## To be done
Can you print all of the following data word for word, leaving out no line?

## Provided entries
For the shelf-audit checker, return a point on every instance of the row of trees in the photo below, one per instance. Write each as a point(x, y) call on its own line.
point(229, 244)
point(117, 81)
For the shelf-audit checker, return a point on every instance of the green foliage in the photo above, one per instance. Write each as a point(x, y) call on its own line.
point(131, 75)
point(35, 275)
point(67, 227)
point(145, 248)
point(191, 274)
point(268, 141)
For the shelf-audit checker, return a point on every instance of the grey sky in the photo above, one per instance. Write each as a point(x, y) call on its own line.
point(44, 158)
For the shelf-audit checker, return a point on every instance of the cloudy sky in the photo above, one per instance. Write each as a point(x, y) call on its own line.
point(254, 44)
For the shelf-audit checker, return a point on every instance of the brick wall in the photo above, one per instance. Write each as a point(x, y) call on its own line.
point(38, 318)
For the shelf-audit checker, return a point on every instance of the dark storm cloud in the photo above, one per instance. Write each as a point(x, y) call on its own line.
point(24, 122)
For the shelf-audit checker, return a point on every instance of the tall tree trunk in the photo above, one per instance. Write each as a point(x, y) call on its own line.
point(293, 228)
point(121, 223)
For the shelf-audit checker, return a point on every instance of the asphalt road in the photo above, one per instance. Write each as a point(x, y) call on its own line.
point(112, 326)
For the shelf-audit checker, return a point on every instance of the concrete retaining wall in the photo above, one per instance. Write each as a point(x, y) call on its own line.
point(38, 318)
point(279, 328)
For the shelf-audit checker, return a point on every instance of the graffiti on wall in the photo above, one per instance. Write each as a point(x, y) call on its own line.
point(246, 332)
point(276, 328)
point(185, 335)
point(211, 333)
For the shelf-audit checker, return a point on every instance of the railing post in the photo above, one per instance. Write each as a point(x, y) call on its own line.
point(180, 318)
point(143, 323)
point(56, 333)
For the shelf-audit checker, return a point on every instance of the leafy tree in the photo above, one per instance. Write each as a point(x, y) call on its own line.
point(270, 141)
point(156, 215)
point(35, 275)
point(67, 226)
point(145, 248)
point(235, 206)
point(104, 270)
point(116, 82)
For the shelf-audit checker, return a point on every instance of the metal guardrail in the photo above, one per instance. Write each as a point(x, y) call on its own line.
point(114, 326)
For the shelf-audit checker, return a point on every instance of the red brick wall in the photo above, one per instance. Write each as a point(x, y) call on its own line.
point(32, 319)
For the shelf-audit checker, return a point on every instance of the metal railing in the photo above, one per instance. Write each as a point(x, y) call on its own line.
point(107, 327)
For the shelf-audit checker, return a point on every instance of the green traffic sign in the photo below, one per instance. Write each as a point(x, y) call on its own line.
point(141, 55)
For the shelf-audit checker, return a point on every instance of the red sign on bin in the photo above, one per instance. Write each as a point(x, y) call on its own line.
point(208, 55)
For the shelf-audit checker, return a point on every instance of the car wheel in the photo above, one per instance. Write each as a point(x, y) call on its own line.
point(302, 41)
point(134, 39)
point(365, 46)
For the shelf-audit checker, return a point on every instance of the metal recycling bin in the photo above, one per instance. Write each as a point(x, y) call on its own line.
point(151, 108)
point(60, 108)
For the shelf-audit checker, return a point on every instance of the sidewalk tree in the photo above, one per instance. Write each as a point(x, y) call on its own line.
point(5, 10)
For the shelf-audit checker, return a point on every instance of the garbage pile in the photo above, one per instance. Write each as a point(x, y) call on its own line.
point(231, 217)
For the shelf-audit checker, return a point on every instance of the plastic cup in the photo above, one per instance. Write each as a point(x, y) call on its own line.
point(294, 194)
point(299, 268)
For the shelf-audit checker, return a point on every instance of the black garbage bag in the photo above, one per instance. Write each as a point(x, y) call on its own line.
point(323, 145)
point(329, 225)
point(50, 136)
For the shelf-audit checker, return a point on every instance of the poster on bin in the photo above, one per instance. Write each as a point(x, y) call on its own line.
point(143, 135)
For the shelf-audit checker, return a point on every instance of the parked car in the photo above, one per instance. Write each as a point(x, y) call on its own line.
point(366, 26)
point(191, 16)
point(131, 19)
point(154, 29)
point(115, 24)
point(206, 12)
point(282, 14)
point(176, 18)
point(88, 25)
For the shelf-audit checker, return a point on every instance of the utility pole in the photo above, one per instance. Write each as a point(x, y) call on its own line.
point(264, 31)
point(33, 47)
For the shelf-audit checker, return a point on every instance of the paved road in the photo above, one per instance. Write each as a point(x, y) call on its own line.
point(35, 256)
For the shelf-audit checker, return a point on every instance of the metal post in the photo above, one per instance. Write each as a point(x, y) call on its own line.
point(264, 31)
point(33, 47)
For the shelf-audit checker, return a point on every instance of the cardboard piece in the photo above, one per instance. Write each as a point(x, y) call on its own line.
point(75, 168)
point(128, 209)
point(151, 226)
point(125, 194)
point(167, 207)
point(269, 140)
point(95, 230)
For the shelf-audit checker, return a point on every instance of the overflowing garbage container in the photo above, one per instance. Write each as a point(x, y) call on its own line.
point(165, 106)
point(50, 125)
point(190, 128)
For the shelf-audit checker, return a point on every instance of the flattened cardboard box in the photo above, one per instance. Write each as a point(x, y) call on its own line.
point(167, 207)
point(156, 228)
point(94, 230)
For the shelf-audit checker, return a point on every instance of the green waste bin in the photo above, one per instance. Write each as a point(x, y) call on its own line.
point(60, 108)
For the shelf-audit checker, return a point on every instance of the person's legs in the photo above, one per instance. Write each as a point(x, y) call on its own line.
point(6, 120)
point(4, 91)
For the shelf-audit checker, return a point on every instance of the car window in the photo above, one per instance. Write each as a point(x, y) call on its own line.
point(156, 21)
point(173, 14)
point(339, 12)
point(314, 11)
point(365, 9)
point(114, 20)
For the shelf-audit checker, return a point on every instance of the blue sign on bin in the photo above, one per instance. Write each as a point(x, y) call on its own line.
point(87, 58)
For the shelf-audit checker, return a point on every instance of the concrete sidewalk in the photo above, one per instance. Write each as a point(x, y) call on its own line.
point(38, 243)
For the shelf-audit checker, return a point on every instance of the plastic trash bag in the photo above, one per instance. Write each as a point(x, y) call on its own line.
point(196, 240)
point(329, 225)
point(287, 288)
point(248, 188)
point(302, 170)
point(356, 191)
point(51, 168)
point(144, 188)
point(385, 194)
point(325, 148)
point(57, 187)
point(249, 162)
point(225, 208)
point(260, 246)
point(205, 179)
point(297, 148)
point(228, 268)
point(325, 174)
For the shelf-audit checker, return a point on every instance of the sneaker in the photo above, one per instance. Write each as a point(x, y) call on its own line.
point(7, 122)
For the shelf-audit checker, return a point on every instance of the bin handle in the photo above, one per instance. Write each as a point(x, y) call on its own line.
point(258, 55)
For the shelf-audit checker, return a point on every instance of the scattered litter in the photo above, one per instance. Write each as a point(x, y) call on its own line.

## Task answer
For the shelf-audit checker, return a point on every instance of the row of trees in the photo below, one per instance. Write each as a point(x, y) call on its own line.
point(229, 244)
point(117, 81)
For the shelf-audit checker, return a point on every instance of the green foliage in the photo above, one per instance. Write each as a point(x, y) call on its own line.
point(131, 75)
point(35, 275)
point(67, 227)
point(145, 248)
point(191, 274)
point(268, 141)
For the shelf-audit checker, return a point on every instance of the grey sky in the photo above, one per instance. Write each as a point(x, y) call on its own line.
point(44, 158)
For the shelf-audit checker, return a point on every instance of the cloudy sky in the photo above, one per instance. Write each as a point(x, y) call on its own line.
point(254, 44)
For the shelf-audit checker, return a point on every instance of the brick wall in the photo above, one per instance. Write each as a point(x, y) call on its own line.
point(38, 318)
For the shelf-audit checker, return a point on every instance of the dark storm cloud in the photo above, one per instance. Write each as a point(x, y) call on its own line.
point(24, 122)
For the shelf-audit checker, return a point on every instance of the tall tree trunk in the photo above, one per instance. Write each as a point(x, y) call on its own line.
point(293, 228)
point(121, 223)
For the shelf-audit checker, return a point on every instance of the asphalt road in the photo above, one per instance. Write each as a point(x, y) call on its own line.
point(112, 326)
For the shelf-audit checker, return a point on every instance of the concrete retaining wall in the photo above, one per instance. Write each as a point(x, y) call on its own line.
point(38, 318)
point(279, 328)
For the shelf-audit checker, return a point on every instance of the graffiti on wall in the photo above, one per instance. Write each as a point(x, y) call on its own line.
point(246, 332)
point(276, 328)
point(185, 335)
point(211, 333)
For the shelf-audit checker, return a point on every instance of the railing post in the photo above, one per instance. Write each as a point(x, y) call on its own line.
point(180, 318)
point(143, 323)
point(56, 333)
For the shelf-audit checker, return a point on every instance of the leafy tree in the photo above, one per instance. Write each as a point(x, y) call on its own line.
point(270, 141)
point(156, 215)
point(35, 275)
point(67, 226)
point(145, 248)
point(235, 206)
point(104, 270)
point(116, 82)
For the shelf-audit checker, return a point on every instance of the metal guardrail in the photo above, one per instance. Write each as a point(x, y) call on its own line.
point(114, 326)
For the shelf-audit checker, return a point on every instance of the red brick wall in the photo above, one per instance. Write each as a point(x, y) call on its own line.
point(32, 319)
For the shelf-audit checker, return a point on every instance of the metal railing in the photo above, one per instance. Write each as a point(x, y) call on its own line.
point(107, 327)
For the shelf-audit checker, return a point on every instance of the green traffic sign in the photo below, one per instance. Write each as a point(x, y) call on its own line.
point(141, 55)
For the shelf-audit checker, return a point on every instance of the red sign on bin in the photo above, one per instance. Write each as a point(x, y) call on its own line.
point(208, 55)
For the shelf-audit checker, return a point on every instance of the car wheel in the photo above, one per instance. Write each as a point(x, y) call on its own line.
point(302, 41)
point(134, 39)
point(365, 46)
For the shelf-audit checker, return a point on every instance of the metal recycling bin in the photo above, one per instance. Write each as a point(x, y) call on its own line.
point(151, 108)
point(60, 108)
For the shelf-audit checker, return a point on every instance of the sidewalk tree in the photo above, one per instance. Write each as a point(x, y) call on its own line.
point(5, 10)
For the shelf-audit checker, return a point on every instance of the garbage pile in the photo above, one per instance. Write each as a point(x, y) call on its own line.
point(231, 217)
For the shelf-audit checker, return a point on every instance of the plastic cup in the photo above, one per instance. Write each as a point(x, y) call on its own line.
point(294, 194)
point(299, 268)
For the shelf-audit checker, return a point on every instance of the black garbage bag in the photo above, one per instance. Write each as a point(x, y) call on its own line.
point(323, 145)
point(329, 225)
point(50, 136)
For the shelf-audit checker, return a point on every instance of the poster on bin in the photo above, one per instance. Write each as a point(x, y) call on its own line.
point(143, 135)
For the shelf-audit checker, return a point on every instance of the parked car in the photo above, one per instance. Write each as a point(x, y) call on its own line.
point(366, 26)
point(191, 16)
point(131, 19)
point(154, 29)
point(115, 24)
point(206, 12)
point(282, 14)
point(176, 18)
point(88, 25)
For the shelf-audit checker, return a point on every instance of the utility pole in the photo above, one per instance. Write each as a point(x, y) call on its own line.
point(264, 31)
point(33, 47)
For the shelf-audit checker, return a point on every instance of the paved road in the photo above, one per instance. Write each as a point(x, y) call on its own line.
point(35, 256)
For the shelf-audit checker, return a point on every instance of the metal post in the photo above, one per instance. Write each as a point(x, y) call on its own line.
point(264, 31)
point(33, 47)
For the shelf-audit checker, return a point on every instance of the cardboard piece in the photo above, one per instance. Write each as a point(x, y) call on its own line.
point(75, 168)
point(128, 209)
point(151, 226)
point(125, 194)
point(167, 207)
point(269, 140)
point(95, 230)
For the shelf-audit checker, return a point on every instance of the overflowing garbage container in the photo above, one per instance. Write each as a point(x, y) call on its own line.
point(165, 106)
point(50, 125)
point(190, 128)
For the shelf-audit checker, return a point on every instance of the flattened cardboard box in the photo above, one per instance. Write each as a point(x, y) call on its own line.
point(167, 207)
point(156, 228)
point(94, 230)
For the shelf-audit checker, return a point on every instance of the green waste bin in the photo above, one per instance. Write each as a point(x, y) call on its own line.
point(60, 108)
For the shelf-audit checker, return a point on every instance of the person's legs in the photo above, one per instance. Write each as a point(x, y) call on its own line.
point(6, 120)
point(4, 91)
For the shelf-audit checker, return a point on every instance of the car window in the photo above, one per instance. Write each as a point(x, y) call on its own line.
point(156, 21)
point(173, 14)
point(339, 12)
point(314, 11)
point(365, 9)
point(114, 20)
For the shelf-audit checker, return a point on every instance of the blue sign on bin in the photo above, one per instance. Write each as a point(x, y) call on its own line.
point(87, 58)
For the shelf-audit checker, return a point on every instance of the concrete sidewalk in the photo above, one per instance. Write each as a point(x, y) call on its own line.
point(38, 243)
For the shelf-audit checker, return a point on every instance of the plastic trash bag in the photo above, one per instance. Write each as a point(x, y) call on its own line.
point(196, 240)
point(329, 225)
point(287, 288)
point(248, 188)
point(302, 170)
point(356, 191)
point(51, 168)
point(144, 188)
point(385, 194)
point(325, 148)
point(57, 187)
point(249, 162)
point(225, 208)
point(260, 246)
point(205, 179)
point(297, 148)
point(228, 268)
point(325, 174)
For the shelf-audit checker, return a point on every instance of the sneaker in the photo above, one per instance. Write each as a point(x, y) call on its own line.
point(7, 122)
For the shelf-audit checker, return a point on every instance of the bin handle in the photo above, one per instance. Write each as a point(x, y) call on its own line.
point(258, 55)
For the shelf-audit checker, return a point on every instance of the scattered litter in the photo above, one per instance. Write each as a point(x, y) call on its own line.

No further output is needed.